Data shown
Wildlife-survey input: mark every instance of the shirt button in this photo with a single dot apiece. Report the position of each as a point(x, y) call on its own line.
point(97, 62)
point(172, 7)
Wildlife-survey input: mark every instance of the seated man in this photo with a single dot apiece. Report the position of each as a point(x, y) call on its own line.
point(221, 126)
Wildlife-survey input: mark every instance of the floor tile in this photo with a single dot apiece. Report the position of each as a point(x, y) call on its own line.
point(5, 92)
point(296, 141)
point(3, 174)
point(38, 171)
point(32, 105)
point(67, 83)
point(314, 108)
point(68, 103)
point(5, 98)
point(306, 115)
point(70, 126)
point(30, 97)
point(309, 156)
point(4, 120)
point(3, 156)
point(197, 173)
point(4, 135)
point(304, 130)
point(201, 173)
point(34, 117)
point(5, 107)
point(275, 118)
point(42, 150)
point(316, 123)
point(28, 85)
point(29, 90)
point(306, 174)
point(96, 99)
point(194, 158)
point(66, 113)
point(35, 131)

Aim of the exercise
Rewrite the listing from the line with "Wildlife-survey input: mark every instance of the floor" up to and including the line with "point(201, 173)", putting "a separate line" in place of "its own line" and leaving everything else unchanged.

Correct response
Wildlife-survey input: mark every instance of the floor tile in this photo with a single dot apiece. Report the position of each as a point(x, y) call on a separate line.
point(5, 92)
point(296, 141)
point(3, 174)
point(38, 171)
point(32, 105)
point(67, 83)
point(314, 108)
point(68, 103)
point(5, 98)
point(306, 115)
point(70, 126)
point(30, 97)
point(309, 156)
point(4, 120)
point(3, 156)
point(197, 173)
point(4, 135)
point(304, 130)
point(201, 173)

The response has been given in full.